Please reproduce each line of the data below as it stands.

________

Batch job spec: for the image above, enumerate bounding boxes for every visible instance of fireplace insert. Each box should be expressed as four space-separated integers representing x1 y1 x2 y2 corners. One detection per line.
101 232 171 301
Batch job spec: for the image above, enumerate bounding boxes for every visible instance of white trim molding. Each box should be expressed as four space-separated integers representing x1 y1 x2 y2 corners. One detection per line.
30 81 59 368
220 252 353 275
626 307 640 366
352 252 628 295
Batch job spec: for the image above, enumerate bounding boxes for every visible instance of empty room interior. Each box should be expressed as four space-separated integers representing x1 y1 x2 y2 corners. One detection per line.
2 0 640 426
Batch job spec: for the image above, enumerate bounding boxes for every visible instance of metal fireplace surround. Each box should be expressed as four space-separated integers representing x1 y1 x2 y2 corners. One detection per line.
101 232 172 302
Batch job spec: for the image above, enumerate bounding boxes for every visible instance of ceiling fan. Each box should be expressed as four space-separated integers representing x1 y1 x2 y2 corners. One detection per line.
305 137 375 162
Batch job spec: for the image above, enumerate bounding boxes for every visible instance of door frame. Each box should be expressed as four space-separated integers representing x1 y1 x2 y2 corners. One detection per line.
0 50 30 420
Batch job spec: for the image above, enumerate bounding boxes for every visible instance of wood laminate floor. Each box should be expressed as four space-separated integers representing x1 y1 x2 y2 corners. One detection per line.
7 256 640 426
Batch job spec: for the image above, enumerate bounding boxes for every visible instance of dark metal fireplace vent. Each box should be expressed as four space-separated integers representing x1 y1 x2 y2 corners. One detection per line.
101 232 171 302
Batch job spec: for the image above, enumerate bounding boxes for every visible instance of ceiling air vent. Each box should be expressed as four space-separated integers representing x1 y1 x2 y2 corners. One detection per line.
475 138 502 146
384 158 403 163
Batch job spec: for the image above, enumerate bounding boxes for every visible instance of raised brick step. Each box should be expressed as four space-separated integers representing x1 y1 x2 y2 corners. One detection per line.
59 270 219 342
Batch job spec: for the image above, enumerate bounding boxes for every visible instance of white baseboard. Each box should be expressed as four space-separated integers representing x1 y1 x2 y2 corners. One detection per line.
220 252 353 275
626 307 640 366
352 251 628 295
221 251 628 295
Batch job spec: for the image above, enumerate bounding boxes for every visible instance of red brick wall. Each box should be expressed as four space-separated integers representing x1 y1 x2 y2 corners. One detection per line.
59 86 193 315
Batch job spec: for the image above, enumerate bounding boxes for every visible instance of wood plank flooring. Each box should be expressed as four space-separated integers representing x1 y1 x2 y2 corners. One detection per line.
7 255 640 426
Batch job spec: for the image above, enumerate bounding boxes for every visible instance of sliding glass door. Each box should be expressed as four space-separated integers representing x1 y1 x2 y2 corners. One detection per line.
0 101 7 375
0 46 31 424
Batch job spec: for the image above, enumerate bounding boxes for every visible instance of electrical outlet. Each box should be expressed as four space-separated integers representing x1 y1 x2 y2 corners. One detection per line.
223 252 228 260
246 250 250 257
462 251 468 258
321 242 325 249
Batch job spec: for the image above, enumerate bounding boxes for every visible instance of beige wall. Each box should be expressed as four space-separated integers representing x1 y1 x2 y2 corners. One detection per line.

________

**ANSWER TO THIS EXERCISE:**
Batch job spec: for the image above, enumerate bounding boxes for every visible instance of fireplace insert. Each box should be expressed as four space-separated integers representing x1 y1 x2 y2 corners. One detection per line.
101 232 171 301
Batch job spec: for the image above, enumerate bounding boxes for every visible instance of white trim molding. Each box should be expressed as four space-separated integers representing x1 y1 x2 y2 corners. One detection per line.
30 81 59 368
220 252 353 275
626 307 640 366
352 252 628 295
Batch job spec: for the image above, enumerate bounding boxes for every visible instance of empty room interior. Each box should be expressed as four space-separated integers representing x1 y1 x2 y2 corners. One detection per line.
2 0 640 426
Batch job spec: for the image above, enumerate bounding boxes for every visible instance of metal fireplace surround. Each box should be expressed as four space-separated integers representing x1 y1 x2 y2 corners. One detection per line.
101 232 172 302
Batch job spec: for the image above, enumerate bounding boxes for every visible instance of ceiling fan. Each box should be expressed as four space-separated integers representing x1 y1 x2 y2 corners. One detection per line.
305 137 375 162
Batch job spec: for the image above, enumerate bounding boxes for every visible instance of door frame. Each box should be expressed as four space-separated integers representing x1 y1 x2 y2 corners. One detection per line.
0 50 30 420
Batch job spec: for the image above, enumerate bounding boxes for every visible instance of wood laminate floor. Each box should be expressed as four space-separated integers representing x1 y1 x2 y2 corners. One detection per line.
7 256 640 426
Batch job spec: for the image above, enumerate bounding boxes for every visible instance of dark metal fireplace vent. Each box should be expressed as four space-separated integers representing x1 y1 x2 y2 corners. One detection per line.
101 232 171 302
Batch job spec: for the image above, enumerate bounding boxes for every visible instance of ceiling air vent. Each box should be expressed as four space-separated integers representing x1 y1 x2 y2 corners. One detection per line.
475 138 502 146
384 158 403 163
Batch job spec: for the image above, enumerate bounding boxes for every visible instance of raised brick step. Each box should be expressed as four space-separated integers representing x1 y1 x2 y2 corners. One detection per line.
59 270 219 342
Batch job spec: for the image above, enumerate bounding boxes for every visible instance of white baseboard. Each box should be expressed as four space-separated integers representing x1 y1 x2 y2 corners. One detection per line.
220 252 353 275
626 307 640 366
352 251 628 295
221 251 628 295
Batch job spec: for the image above, enumerate bounding boxes for every visible instance of red brick wall. Each box should be expressed as four space-separated integers representing x1 y1 x2 y2 corners. One detection per line.
59 86 193 315
Batch job spec: for the image above, enumerate bounding boxes for every visible instance of wood plank flooring. Each box should be expressed as four space-separated integers representing x1 y1 x2 y2 corners. One detection per line.
7 255 640 426
Batch job spec: for the image above, enumerate bounding boxes for every visible instance of sliding glass door. Each box should be expressed as four space-separated integers representing x1 y1 x2 y2 corners. One detection per line.
0 101 7 375
0 46 31 424
Batch job spec: for the image above, enumerate bounding boxes for every visible instance of electrical outlet. Each box should be expressed as four space-separated integers representing x1 y1 x2 y2 corners. One detection per line.
223 252 228 260
246 250 250 257
462 251 468 258
321 242 325 249
Batch job spec: for the image above, enumerate bounding boxes for every visible instance of beige wall. Each box should be expressed as four space-separated integers representing x1 y1 x2 y2 corners. One detection per line.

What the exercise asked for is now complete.